## Written task
Find every line in the listing that contains the word "dark", and copy each of those lines.

## Input rows
######

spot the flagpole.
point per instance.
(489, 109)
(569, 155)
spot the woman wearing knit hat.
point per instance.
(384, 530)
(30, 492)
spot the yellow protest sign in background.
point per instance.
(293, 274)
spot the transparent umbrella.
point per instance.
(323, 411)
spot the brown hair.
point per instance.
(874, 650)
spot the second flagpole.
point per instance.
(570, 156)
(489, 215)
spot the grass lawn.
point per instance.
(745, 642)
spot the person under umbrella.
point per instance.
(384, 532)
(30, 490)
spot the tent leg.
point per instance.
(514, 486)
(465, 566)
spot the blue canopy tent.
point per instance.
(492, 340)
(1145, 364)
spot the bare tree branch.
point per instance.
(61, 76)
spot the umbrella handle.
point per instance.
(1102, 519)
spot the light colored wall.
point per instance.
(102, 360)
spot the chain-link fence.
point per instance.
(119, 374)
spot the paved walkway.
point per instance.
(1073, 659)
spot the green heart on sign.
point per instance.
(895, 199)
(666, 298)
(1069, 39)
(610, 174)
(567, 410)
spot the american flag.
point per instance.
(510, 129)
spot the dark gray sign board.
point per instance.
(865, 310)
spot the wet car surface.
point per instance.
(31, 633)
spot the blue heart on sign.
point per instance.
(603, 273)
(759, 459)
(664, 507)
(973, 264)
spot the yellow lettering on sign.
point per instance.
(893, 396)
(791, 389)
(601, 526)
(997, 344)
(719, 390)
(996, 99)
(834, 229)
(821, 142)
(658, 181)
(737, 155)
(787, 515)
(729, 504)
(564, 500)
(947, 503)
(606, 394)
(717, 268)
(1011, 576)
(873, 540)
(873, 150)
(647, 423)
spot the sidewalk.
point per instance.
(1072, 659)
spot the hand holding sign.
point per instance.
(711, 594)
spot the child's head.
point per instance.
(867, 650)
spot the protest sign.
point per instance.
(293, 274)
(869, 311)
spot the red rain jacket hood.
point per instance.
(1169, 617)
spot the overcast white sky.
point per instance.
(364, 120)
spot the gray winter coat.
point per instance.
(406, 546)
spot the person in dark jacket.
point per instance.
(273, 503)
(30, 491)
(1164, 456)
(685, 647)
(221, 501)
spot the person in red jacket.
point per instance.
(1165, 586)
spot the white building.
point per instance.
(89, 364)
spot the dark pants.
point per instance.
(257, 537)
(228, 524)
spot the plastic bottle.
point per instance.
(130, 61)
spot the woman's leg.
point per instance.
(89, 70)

######

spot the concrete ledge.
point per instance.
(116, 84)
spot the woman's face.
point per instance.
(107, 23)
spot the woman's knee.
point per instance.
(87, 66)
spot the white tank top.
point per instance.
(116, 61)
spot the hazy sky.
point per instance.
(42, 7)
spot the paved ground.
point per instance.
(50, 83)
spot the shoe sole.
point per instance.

######

## Expected answer
spot the dark gray sign board.
spot the person in dark jacket.
spot the dark pants.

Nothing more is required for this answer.